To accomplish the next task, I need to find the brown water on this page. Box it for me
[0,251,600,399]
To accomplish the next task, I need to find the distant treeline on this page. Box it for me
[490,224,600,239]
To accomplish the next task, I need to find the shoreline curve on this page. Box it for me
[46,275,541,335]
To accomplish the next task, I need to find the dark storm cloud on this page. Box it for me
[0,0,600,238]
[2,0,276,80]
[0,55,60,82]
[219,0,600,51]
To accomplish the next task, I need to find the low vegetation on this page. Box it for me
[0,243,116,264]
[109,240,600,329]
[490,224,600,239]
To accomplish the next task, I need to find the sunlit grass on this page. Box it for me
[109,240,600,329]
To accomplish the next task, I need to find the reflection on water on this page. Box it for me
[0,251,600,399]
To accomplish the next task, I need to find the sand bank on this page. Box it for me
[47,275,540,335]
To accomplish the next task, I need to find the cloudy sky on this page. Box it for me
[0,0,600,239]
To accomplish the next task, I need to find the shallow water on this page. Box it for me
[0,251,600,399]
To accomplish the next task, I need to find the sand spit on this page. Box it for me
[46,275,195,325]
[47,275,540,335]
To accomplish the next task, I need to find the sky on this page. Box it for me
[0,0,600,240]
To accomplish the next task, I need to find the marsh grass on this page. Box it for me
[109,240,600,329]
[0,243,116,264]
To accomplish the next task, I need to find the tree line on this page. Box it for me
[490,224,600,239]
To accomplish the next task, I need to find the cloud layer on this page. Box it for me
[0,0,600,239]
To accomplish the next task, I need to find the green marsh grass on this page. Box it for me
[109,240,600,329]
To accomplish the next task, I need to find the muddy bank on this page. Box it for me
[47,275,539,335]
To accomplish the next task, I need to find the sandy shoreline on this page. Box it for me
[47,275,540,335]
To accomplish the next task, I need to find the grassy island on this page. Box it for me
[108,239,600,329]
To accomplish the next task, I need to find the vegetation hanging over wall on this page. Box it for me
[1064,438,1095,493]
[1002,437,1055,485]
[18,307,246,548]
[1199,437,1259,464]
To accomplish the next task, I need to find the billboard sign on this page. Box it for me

## [What you are asked to do]
Arrange each line of the material above as a string in a JSON list, one string per line, leaving out any blank lines.

## [Solution to the problem]
[
  "To accomplish the next task, I need to find the brown water on this page. Box it for me",
  "[0,251,600,399]",
  "To accomplish the next task, I need to find the distant treeline on this page. Box it for me",
  "[490,224,600,239]",
  "To accomplish the next task, I need to find the shoreline curve on this page. Box it for me",
  "[46,275,541,335]",
  "To accomplish the next task, I need to find the dark storm cloud on this page. Box it for me",
  "[0,0,600,238]",
  "[2,0,276,80]",
  "[0,55,60,82]",
  "[219,0,600,51]",
  "To accomplish the next task, I need to find the low vegetation on this page. Box it for me",
  "[0,243,116,264]",
  "[109,240,600,329]",
  "[490,224,600,239]",
  "To accomplish the next task, I need to find the sunlit grass on this page. Box it for me",
  "[109,240,600,329]",
  "To accomplish the next task, I need to find the reflection on water on this page. Box it for me",
  "[0,251,600,399]",
  "To accomplish the next task, I need to find the sand bank on this page. Box it for me",
  "[47,275,540,335]",
  "To accomplish the next task, I need to find the cloudy sky on this page. Box it for me",
  "[0,0,600,239]",
  "To accomplish the next task, I need to find the shallow water on this page. Box it for me",
  "[0,251,600,399]",
  "To accomplish the next task, I need to find the sand spit on this page. Box it for me",
  "[46,275,195,325]",
  "[47,275,540,335]",
  "To accomplish the next task, I need to find the sky on this page. Box it for me",
  "[0,0,600,240]",
  "To accomplish the next task, I need to find the marsh grass on this page. Box it for me",
  "[109,240,600,329]",
  "[0,243,116,264]",
  "To accomplish the next task, I need to find the tree line on this page. Box it for me",
  "[490,224,600,239]",
  "To accomplish the next task, I need to find the cloud layer on this page. Box it for me",
  "[0,0,600,239]",
  "To accomplish the next task, I need to find the green marsh grass on this page. Box it for me",
  "[109,240,600,329]",
  "To accomplish the next task, I need to find the muddy bank on this page. Box it for me",
  "[47,275,539,335]",
  "To accomplish the next task, I need to find the sandy shoreline on this page. Box it for me",
  "[47,275,540,335]",
  "To accomplish the next task, I need to find the grassy island on this page. Box it for me",
  "[108,239,600,329]",
  "To accomplish the next task, I need to find the vegetation hanging over wall on this page. Box it for me",
  "[1064,438,1095,493]",
  "[1002,437,1055,485]",
  "[18,307,246,548]",
  "[1199,437,1259,464]",
  "To accomplish the next task, I need to find the billboard sign on this page. Box it for me"
]